▸ EXTRAIT CITÉ:
-------------------------

On écrit beaucoup gratuitement quand on veut devenir scénariste, car il faut bien faire ses preuves. Puis on débute une carrière, elle prend son essor… et on passe sa vie à courir après l’argent qu’on nous doit… 😉
Quand on devient scénariste, notre entourage nous rappelle à l’envie que ce n’est pas un vrai métier, c’est vrai ça, d’ailleurs, combien ça gagne par mois, un(e) scénariste, ma bonne dame?
Mais ce n’est pas ça qui va décourager une si belle vocation, donc le/la wannabe s’acharne, et s’entend dire par « le métier », à juste titre, que pour décrocher du boulot en tant qu’auteur(e), il faut avoir des textes à faire lire. Grosse problématique donc: comment produire les textes en question (= consacrer ses journées à l’écriture), tout en payant ses factures? Ce n’est pas pour vous décourager, mais il faut ramer une bonne dizaine d’années avant d’espérer mettre un vrai pied dans la profession.
Puis arrive enfin le jour béni où l’on vend un premier texte, puis deux, on reçoit ses premières commandes, on trouve un agent, les projets voient le jour, ce qui permet de revoir ses contrats à la hausse. Mais bizarrement l’argent reste souvent virtuel…
C’est sûr que dans l’absolu, le montant dévolu à un scénario, surtout au cinéma, peut sembler conséquent. Sauf que d’une part, nous sommes payés en step-deals (une dizaine d’échéances qui correspondent aux diverses étapes d’écriture du scénario), si un projet s’arrête en route, on garde les sommes déjà payées mais on peut s’asseoir sur la suite. D’autre part, et c’est bien plus grave, tous les producteurs ne sont pas des gentlemen.

-------------------------

▸ DONNÉES BRUTES:
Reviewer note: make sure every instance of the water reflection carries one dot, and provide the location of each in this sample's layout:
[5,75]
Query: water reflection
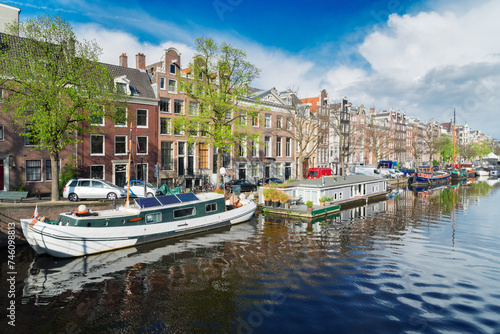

-------------------------

▸ TRAVAIL DEMANDÉ:
**a)** Recopiez à l'identique le passage du texte sur le métier de scénariste qui s'ouvre sur les mots « Mais ce n’est » et se ferme sur « dans la profession. ».
**b)** Reprenez le texte sur le métier de scénariste là où il s'interrompt et poursuivez-en la rédaction.

▸ RÉPONSES DANS L'ORDRE:
**a)**
Mais ce n’est pas ça qui va décourager une si belle vocation, donc le/la wannabe s’acharne, et s’entend dire par « le métier », à juste titre, que pour décrocher du boulot en tant qu’auteur(e), il faut avoir des textes à faire lire. Grosse problématique donc: comment produire les textes en question (= consacrer ses journées à l’écriture), tout en payant ses factures? Ce n’est pas pour vous décourager, mais il faut ramer une bonne dizaine d’années avant d’espérer mettre un vrai pied dans la profession.

**b)**
Contractuellement, les remises de textes sont prévues à telles et telles dates. Autant vous dire que si le/la scénariste ne rend pas sa copie à temps, les conséquences sont graves. Contractuellement aussi, les paiements doivent être acquittés par la société de production à remise du texte, et acceptation (quand il y a des modifs à y apporter).
Tout est prévu quoi, c’est-y pas génial? Sauf que beaucoup de producteurs ne jouent pas le jeu. Moi par exemple, j’attends un de mes virements depuis… six semaines! Le service compta de mon agent a relancé déjà trois fois la prod (comme à chaque échéance d’ailleurs). Je n’ai aucun doute sur le fait que je recevrai mon dû, mais en attendant, j’ai des factures à payer, un enfant à charge, un emprunt à rembourser, des impôts et cotisations professionnelles à acquitter. Il m’arrive même de manger de temps à autres. Oui, je sais bien, quelle idée! 😉
N’allez pas croire que ces producteurs « mauvais payeurs » soient mal intentionnés, loin s’en faut. C’est juste que l’argent est mieux sur leur compte, où il « travaille » que sur le nôtre. Et puis parfois, ils oublient, tout simplement de lancer le paiement, parce qu’ils ont d’autres choses, bien plus importantes, en tête. Ca en dit beaucoup sur leur manque de considération pour notre travail, eux qui touchent en général un salaire, et ça c’est plus grave encore que l’argent en tant que tel.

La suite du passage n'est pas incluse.